-- start of Data supplied --
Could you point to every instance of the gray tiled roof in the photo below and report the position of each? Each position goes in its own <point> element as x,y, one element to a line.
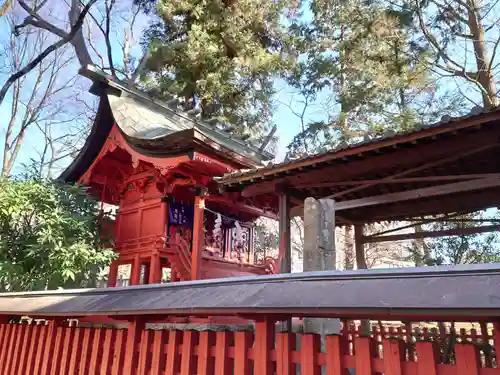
<point>270,167</point>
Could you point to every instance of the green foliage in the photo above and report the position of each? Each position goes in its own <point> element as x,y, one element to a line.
<point>49,236</point>
<point>220,56</point>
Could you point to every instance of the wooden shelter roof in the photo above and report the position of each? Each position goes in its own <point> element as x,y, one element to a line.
<point>154,128</point>
<point>447,167</point>
<point>431,293</point>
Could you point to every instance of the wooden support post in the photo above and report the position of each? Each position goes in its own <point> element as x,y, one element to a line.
<point>147,273</point>
<point>135,278</point>
<point>285,251</point>
<point>113,274</point>
<point>155,269</point>
<point>263,344</point>
<point>319,253</point>
<point>198,237</point>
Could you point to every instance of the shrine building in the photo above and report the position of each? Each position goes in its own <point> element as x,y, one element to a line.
<point>156,162</point>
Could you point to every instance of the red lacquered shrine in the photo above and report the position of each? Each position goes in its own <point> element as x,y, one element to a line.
<point>156,163</point>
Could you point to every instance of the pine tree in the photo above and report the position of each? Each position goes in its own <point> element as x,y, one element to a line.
<point>363,56</point>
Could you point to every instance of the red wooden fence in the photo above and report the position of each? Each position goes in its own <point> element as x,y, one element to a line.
<point>57,349</point>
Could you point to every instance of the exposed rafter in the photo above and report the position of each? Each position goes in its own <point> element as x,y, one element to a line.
<point>431,234</point>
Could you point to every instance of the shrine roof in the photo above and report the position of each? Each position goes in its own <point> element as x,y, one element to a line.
<point>446,292</point>
<point>153,127</point>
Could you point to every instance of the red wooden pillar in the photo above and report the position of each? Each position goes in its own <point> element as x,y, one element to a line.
<point>113,274</point>
<point>198,236</point>
<point>155,269</point>
<point>135,278</point>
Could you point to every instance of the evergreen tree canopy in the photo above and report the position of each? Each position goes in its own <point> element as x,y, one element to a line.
<point>220,56</point>
<point>49,236</point>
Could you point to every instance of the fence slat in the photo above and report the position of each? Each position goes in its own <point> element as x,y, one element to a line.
<point>107,351</point>
<point>18,349</point>
<point>84,361</point>
<point>134,332</point>
<point>49,347</point>
<point>67,349</point>
<point>222,363</point>
<point>10,348</point>
<point>158,359</point>
<point>336,348</point>
<point>394,356</point>
<point>173,363</point>
<point>3,331</point>
<point>242,343</point>
<point>188,363</point>
<point>364,351</point>
<point>118,355</point>
<point>310,347</point>
<point>7,336</point>
<point>95,349</point>
<point>58,349</point>
<point>264,342</point>
<point>426,362</point>
<point>76,351</point>
<point>206,364</point>
<point>467,358</point>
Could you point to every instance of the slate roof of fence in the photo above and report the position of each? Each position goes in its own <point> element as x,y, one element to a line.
<point>471,291</point>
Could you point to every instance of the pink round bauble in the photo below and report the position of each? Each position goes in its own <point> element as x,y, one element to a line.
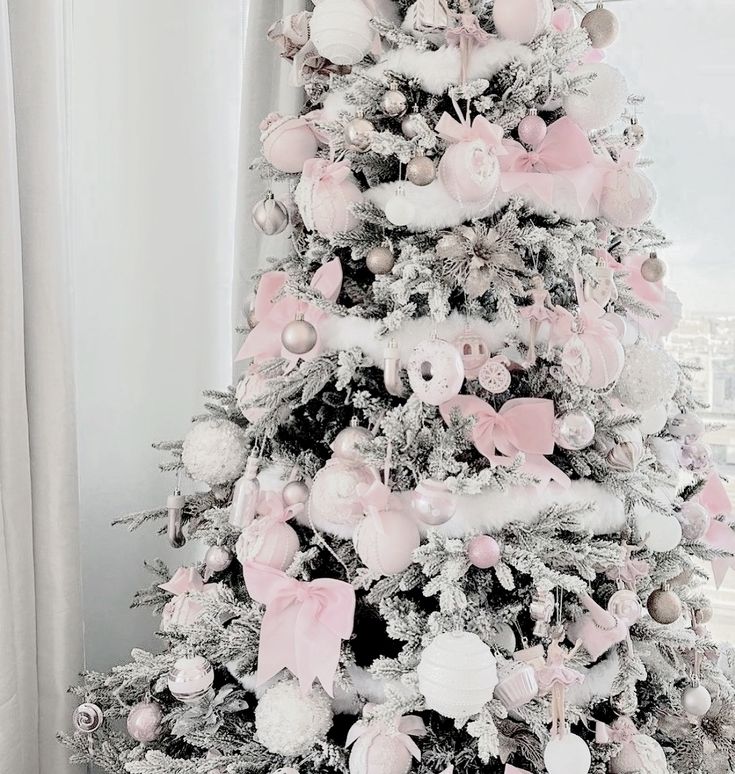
-- end of Data supplied --
**What you will do**
Could you reproduce the listing above word for word, leaving out the pictures?

**Written solution**
Could you point to every instance of the gray tiled roof in the photo below and report the position of each? Each position goes in its own <point> element as x,y, one element to a line.
<point>270,167</point>
Could you point to every instance of the green foliage in the photo above and report the position of each? Each position goes in its own <point> element as x,y, one element to a line.
<point>49,236</point>
<point>220,56</point>
Could you point to every instance of the wooden shelter roof in the photo above and report the position of each? Each position goes in its own <point> element as x,y, one element to a line.
<point>154,128</point>
<point>447,167</point>
<point>431,293</point>
Could you point to every instance of the wooden support post in the photo above and report the position of each? Each position goes in its own <point> element as x,y, one element to a line.
<point>147,273</point>
<point>135,278</point>
<point>285,251</point>
<point>113,274</point>
<point>155,269</point>
<point>263,344</point>
<point>319,253</point>
<point>198,237</point>
Could you point to every instance of the shrine building in the photo above and report the position of each? Each position goes in its own <point> element as x,y, one element to a line.
<point>156,162</point>
Could you point to every instance of the red lacquered shrine in the photo above and report the position of each? Each position goes in its own <point> element as x,y, one element to a line.
<point>156,163</point>
Could you point to every instance of the pine tree in the photo above and report the position of each? Each position goes in its own <point> element as x,y, one element to a line.
<point>363,56</point>
Could you point to every instance of the red wooden fence in the photo above and report the position of each? Each position goes in its own <point> element as x,y, one element to a line.
<point>57,349</point>
Could you point to every instance of the exposed rafter in the photo above and report the position of each? Each position goes in its own <point> element as x,y, one element to a line.
<point>431,234</point>
Could you point to every instance of the shrine roof in the photo above and report the position of each? Each position goes in its own <point> element as x,y, one element to a line.
<point>446,292</point>
<point>153,127</point>
Could you point to every instance of the red wooden pillar in the photo above and report the position of each? Each position goes in its own <point> element as x,y, one element to a line.
<point>113,274</point>
<point>198,236</point>
<point>155,269</point>
<point>135,278</point>
Could you point to every instance of the evergreen tree canopy in the photo above and report the position of each? Each position goes in its own <point> element as x,y, one element to a line.
<point>220,56</point>
<point>49,236</point>
Could you point to every instance of the fence slat in the photo above and report the position of each? Each position goes in its own <point> element as x,y, one element to a line.
<point>107,351</point>
<point>18,349</point>
<point>84,361</point>
<point>134,332</point>
<point>49,347</point>
<point>67,349</point>
<point>222,363</point>
<point>10,348</point>
<point>158,359</point>
<point>336,348</point>
<point>394,356</point>
<point>173,363</point>
<point>3,331</point>
<point>242,343</point>
<point>188,363</point>
<point>364,351</point>
<point>118,355</point>
<point>310,347</point>
<point>7,336</point>
<point>95,349</point>
<point>58,349</point>
<point>264,342</point>
<point>426,362</point>
<point>76,351</point>
<point>206,364</point>
<point>467,358</point>
Could you point to every instance of the slate roof of fence in the photo above and report the position of each? Each position goes in its own <point> element as x,y, one element to a line.
<point>471,291</point>
Could you point to every instance of the pink round bauble in the photo below and report the position of each? Each position goes in its own <point> element as x,y, one element to a line.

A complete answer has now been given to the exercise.